- Work instructions
The copy you produce must repeat each record exactly and contain no pictures.

- Source material
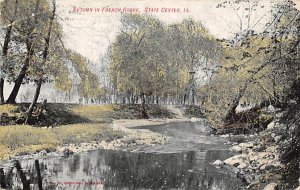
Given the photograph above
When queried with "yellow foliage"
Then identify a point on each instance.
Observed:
(26, 139)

- Expected answer
Given the photograph above
When queried with "yellow foliage"
Then identify a point on each instance.
Observed:
(26, 139)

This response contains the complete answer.